Provided information:
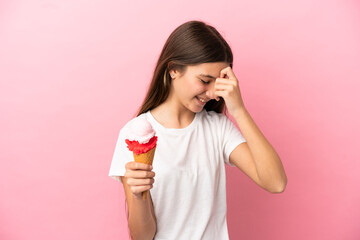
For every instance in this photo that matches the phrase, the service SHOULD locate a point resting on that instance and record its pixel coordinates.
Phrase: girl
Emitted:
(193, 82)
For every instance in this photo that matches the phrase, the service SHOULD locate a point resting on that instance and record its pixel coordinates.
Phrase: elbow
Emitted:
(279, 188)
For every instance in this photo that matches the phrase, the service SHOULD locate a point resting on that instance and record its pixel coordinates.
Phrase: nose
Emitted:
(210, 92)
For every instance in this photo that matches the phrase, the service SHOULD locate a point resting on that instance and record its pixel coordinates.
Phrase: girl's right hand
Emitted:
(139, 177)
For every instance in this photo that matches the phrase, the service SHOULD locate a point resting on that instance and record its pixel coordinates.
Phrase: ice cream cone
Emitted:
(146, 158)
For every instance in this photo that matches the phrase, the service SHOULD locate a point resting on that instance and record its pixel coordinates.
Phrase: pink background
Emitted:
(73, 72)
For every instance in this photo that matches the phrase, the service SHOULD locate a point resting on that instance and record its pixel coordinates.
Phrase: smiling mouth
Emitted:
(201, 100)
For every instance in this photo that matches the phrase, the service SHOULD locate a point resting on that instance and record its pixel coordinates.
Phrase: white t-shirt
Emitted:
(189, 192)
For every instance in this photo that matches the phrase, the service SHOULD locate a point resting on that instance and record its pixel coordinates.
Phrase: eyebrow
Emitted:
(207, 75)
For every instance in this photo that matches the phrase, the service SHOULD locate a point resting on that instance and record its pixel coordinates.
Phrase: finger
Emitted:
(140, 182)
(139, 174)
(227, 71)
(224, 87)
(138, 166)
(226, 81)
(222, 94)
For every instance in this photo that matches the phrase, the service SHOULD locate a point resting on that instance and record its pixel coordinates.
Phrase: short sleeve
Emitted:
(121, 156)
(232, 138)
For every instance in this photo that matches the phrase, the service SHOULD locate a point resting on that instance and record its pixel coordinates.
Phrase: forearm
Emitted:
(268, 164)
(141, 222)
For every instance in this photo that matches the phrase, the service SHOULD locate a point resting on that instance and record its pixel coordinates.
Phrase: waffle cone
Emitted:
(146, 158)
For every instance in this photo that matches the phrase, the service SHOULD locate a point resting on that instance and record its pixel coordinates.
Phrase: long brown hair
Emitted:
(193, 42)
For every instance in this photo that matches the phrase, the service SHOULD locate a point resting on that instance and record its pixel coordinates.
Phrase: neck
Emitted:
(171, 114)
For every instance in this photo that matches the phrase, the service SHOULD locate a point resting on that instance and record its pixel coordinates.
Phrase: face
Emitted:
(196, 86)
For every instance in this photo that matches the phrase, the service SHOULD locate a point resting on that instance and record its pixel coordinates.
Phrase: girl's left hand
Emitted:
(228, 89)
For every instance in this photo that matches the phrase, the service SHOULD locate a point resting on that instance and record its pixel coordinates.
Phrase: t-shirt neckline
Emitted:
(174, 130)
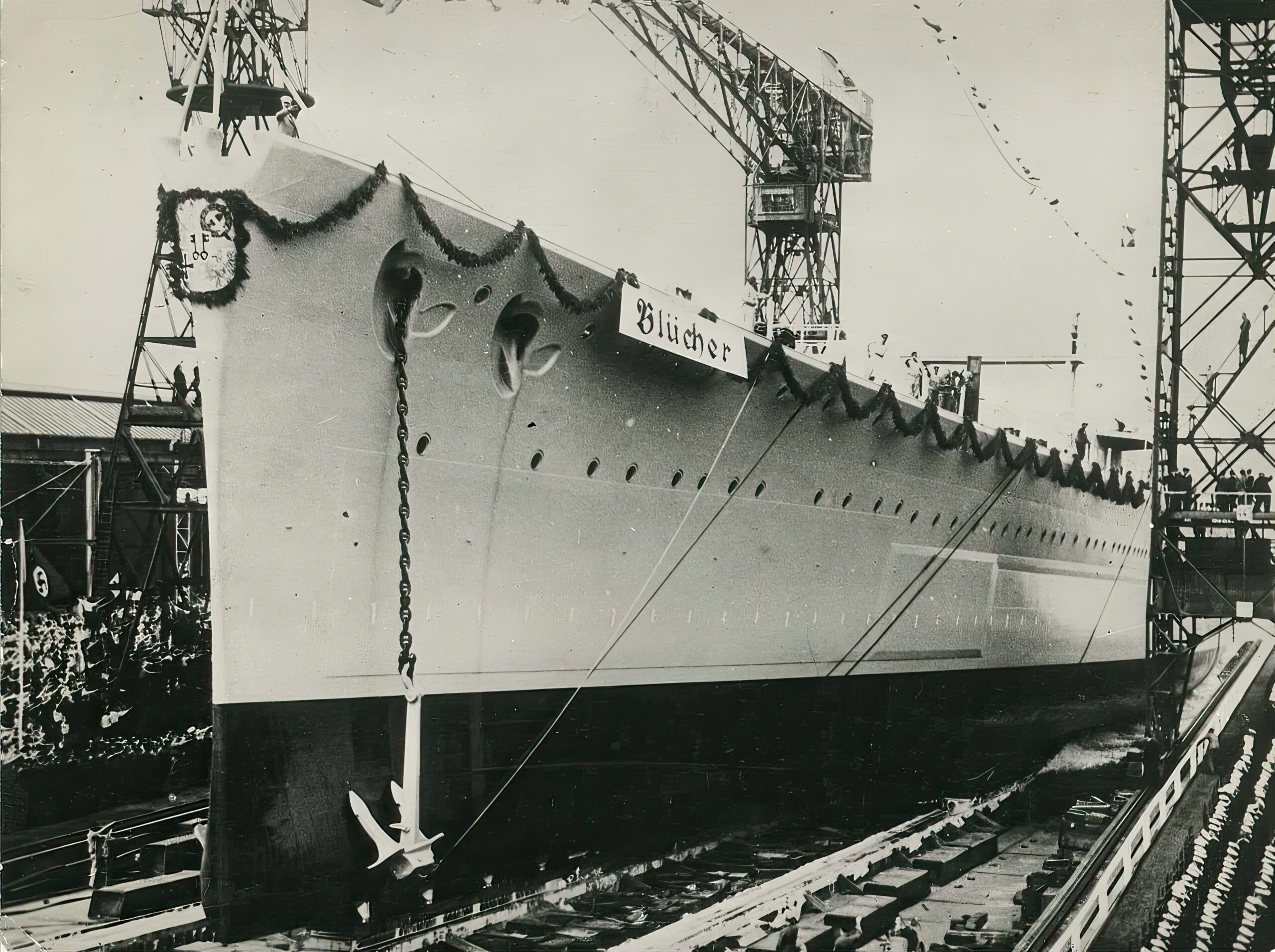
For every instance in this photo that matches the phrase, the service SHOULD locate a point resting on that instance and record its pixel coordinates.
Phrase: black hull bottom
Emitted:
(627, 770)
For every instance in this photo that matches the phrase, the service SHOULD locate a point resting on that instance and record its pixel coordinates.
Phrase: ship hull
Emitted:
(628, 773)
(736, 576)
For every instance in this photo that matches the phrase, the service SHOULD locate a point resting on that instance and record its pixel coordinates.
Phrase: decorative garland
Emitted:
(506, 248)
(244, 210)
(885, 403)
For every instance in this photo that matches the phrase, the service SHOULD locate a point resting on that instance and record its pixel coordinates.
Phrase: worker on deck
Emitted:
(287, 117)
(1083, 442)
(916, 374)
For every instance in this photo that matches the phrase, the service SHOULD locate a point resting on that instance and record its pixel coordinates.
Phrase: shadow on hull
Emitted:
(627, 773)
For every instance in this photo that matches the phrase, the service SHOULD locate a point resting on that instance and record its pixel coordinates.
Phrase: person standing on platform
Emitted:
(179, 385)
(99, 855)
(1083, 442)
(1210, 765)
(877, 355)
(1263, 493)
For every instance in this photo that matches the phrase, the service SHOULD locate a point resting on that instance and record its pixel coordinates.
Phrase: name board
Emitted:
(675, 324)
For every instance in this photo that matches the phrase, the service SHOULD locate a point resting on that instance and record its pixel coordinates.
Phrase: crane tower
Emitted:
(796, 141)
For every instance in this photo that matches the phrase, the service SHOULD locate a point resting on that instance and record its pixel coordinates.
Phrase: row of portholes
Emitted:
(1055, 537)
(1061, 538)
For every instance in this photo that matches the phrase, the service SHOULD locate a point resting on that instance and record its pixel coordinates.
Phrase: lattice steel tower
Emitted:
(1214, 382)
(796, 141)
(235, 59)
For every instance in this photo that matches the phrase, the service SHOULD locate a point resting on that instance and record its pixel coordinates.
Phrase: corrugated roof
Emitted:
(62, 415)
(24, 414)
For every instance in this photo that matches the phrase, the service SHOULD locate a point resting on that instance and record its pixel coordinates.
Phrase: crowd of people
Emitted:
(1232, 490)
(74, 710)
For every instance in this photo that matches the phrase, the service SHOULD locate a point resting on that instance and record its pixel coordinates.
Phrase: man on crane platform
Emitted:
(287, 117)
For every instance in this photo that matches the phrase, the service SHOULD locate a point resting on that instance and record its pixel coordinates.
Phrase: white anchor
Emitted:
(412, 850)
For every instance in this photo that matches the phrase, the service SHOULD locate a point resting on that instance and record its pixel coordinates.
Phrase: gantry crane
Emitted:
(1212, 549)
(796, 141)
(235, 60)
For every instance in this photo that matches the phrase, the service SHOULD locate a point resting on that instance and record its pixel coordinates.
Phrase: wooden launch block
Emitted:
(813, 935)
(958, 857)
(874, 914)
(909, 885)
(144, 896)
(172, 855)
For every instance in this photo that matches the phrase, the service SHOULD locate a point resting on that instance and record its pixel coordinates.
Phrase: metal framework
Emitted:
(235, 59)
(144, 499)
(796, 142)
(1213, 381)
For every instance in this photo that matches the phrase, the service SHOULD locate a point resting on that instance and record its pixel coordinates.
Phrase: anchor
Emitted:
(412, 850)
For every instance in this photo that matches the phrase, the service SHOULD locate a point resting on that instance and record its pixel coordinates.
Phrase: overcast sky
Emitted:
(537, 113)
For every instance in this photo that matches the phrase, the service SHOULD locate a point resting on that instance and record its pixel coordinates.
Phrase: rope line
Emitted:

What is asked: Do not copy the pictures, but repeat every line exactly.

Written response:
For every instance in this photo that matches the phrase, the service SHOULD locate a point resting on that instance and record its pixel coordinates.
Phrase: girl
Emitted:
(193, 82)
For every instance in this photo that matches the phrase, the service SHOULD locate a point resting on that instance and record its pixel coordinates.
Phrase: elbow
Emitted:
(279, 188)
For every instance in this photo that matches the phrase, the service SHOULD locate a point resting on that instance and record its pixel coordinates.
Phrase: nose
Emitted:
(210, 92)
For every instance in this photo that matches the phrase, the service SHOULD locate a point resting on that instance and record its pixel coordinates.
Phrase: girl's right hand
Emitted:
(139, 177)
For every instance in this photo that matches the phrase, the service SHOULD locate a point resting on that instance and record its pixel coordinates.
Phrase: ice cream cone
Emitted:
(146, 158)
For every instance in this photo that matches the phrase, the service SHOULD locate a point resting on that instance and record its pixel coordinates.
Phrase: pink background
Emitted:
(73, 72)
For every instance in this photo that matches the phrase, the service SHOULD locate a point resting on that instance and record its pixel coordinates.
Phrase: smiling mouth
Emitted:
(201, 100)
For every instance in this photo that matches the phrase, the service SHOULD locate a point resting on that instance and record its pixel coordinates.
Phrase: white t-shirt
Emitted:
(189, 192)
For every instance in this photo that matches the phrase, the service SHOULD locate a point resting on that instance and record its pixel coordinates.
Phrase: eyebrow
Emitted:
(207, 75)
For every instance in this photo that matches the phrase, the service SHOULD locate a point resting on that instance and record its pixel coordinates.
Phrase: finger
Emitted:
(140, 182)
(139, 174)
(227, 71)
(224, 87)
(138, 166)
(226, 81)
(222, 94)
For every instance in this photo that matches the phrase, the service SHOULD locate a point resting on that instance and record its pixel coordinates.
Phrase: short sleeve
Emitted:
(121, 156)
(232, 138)
For every instance in this photo that matches the phrase, the service SHOULD locate a point resting on that instance and record its pixel coordinates.
Phrase: forearm
Emitted:
(268, 164)
(141, 222)
For every instance in this photo that matches the phrase, the service SHOULD locate a point resting on that instance and record its pixel coordinates.
Phrase: waffle cone
Emitted:
(146, 158)
For every instance in this photo that matches the phrase, the service SHOULD locate a point resting on that instance and record its pixel coordinates.
Phrase: long brown hair
Emitted:
(193, 42)
For every instance in this photo that matches the phrase, the service SHOULD locate a point resting on that instance and record its pixel coordinates.
Phrase: neck
Emitted:
(171, 114)
For every instance in this photo that matches the phrase, the service SHOULD locate a point resting on that instance and record its pixel coordinates.
Phrase: face
Emitted:
(196, 86)
For every instance in this photo that matches the phrase, the service SHOULD locate a point resting on that instance and record its pixel coordinates.
Phrase: girl's left hand
Emitted:
(228, 89)
For every instance in this photo that matches the phrase, the service SHOULD locate a point resting on that instance and record its pixel coordinates.
Phrase: t-shirt neckline
Emitted:
(174, 130)
For every instance in this photo that matches the phrase, the service SHOULD locate a point resting on that instance and record its pixel coordinates.
Phrase: black hull bottom
Emitted:
(627, 770)
For every instance in this photo that matches the phrase, the service SHOULD locate a point resting on that instance and record its pixel coordinates.
Phrase: ship hull
Emitted:
(628, 773)
(736, 576)
For every instance in this photo that matches the phrase, the service SHOULD locate a point resting on that instance and record its pixel coordinates.
Phrase: decorative garland
Emitted:
(506, 248)
(244, 210)
(885, 403)
For every instance in this photo that matches the phrase, the service SHOULD locate a point resting on that instance and record its pixel coordinates.
Phrase: worker on deck
Emitted:
(287, 117)
(1083, 442)
(916, 374)
For every instance in this photo that matches the phrase, the service SHOULD locate a point resting on that instance and record its pixel coordinates.
Phrase: shadow on hull
Emitted:
(627, 773)
For every instance in this photo that matches the phrase, the service SHOULD locate a point resting on that instance and record its pixel coordinates.
Phrase: person standing on platform
Emitted:
(179, 385)
(99, 855)
(1083, 442)
(1210, 765)
(877, 355)
(1263, 493)
For every instance in this photo that matches the phrase, the service SHOULD locate a point resting on that instance and record its pixel coordinates.
Phrase: name board
Emitted:
(675, 324)
For every instance in this photo that matches the phrase, the service SHOULD locate a point resting on that instance and record its pixel coordinates.
Phrase: crane tower
Emitted:
(796, 141)
For every instance in this photo that matches the phrase, the service SHOULD locate a point resting on that instance and record its pixel coordinates.
Phrase: row of portholes
Emitted:
(1055, 537)
(1061, 538)
For every instance in this photo that matches the phrase, the service SHOULD locate a point resting on that instance and record its pixel coordinates.
Phrase: lattice steel tower
Emitted:
(1214, 382)
(796, 141)
(235, 59)
For every instance in this photo that matches the phrase, the service SHOULD locate a point resting on that instance and record its pixel coordinates.
Phrase: corrugated roof
Emitted:
(62, 415)
(24, 414)
For every instance in this photo that matches the phrase, the service SHOULD locate a point resting on that instance and record its pixel coordinates.
Phrase: crowd of people
Emitted:
(1232, 490)
(74, 710)
For every instance in this photo that matches the phrase, the service SHOULD locate a point resting on that instance and record its pixel coordinates.
Phrase: man on crane platform
Emitted:
(287, 117)
For every instance in this photo that matches the phrase, the service SHOULD locate a point resting on that instance and record its pixel coordinates.
Phrase: white anchor
Emitted:
(412, 850)
For every instance in this photo that matches the phrase, the service SHOULD locate a point resting on that instance and record its pixel coordinates.
Phrase: gantry crane
Emitted:
(1212, 549)
(796, 141)
(235, 60)
For every instance in this photo that matches the phrase, the service SHOULD locate a point resting on that instance and record its pixel coordinates.
Phrase: wooden launch block
Emitted:
(813, 935)
(958, 857)
(874, 914)
(909, 885)
(144, 896)
(172, 855)
For every instance in this photo that matches the phrase, the service SHOULD locate a point resting on that instance and record its pixel coordinates.
Phrase: metal framework
Emitted:
(235, 59)
(144, 499)
(796, 142)
(1213, 381)
For every instance in this photo that matches the phrase, the service SHOULD locate a point resting on that instance and record its pixel coordinates.
Phrase: anchor
Emitted:
(412, 850)
For every instance in this photo that matches the phrase, the service SHOULD locate a point resting on that instance and record its pixel coordinates.
Phrase: overcast sky
Emitted:
(537, 113)
For every instance in this photo that matches the phrase, the service SHOULD locate a point resting on that instance and record its pixel coordinates.
Phrase: rope line
Emitted:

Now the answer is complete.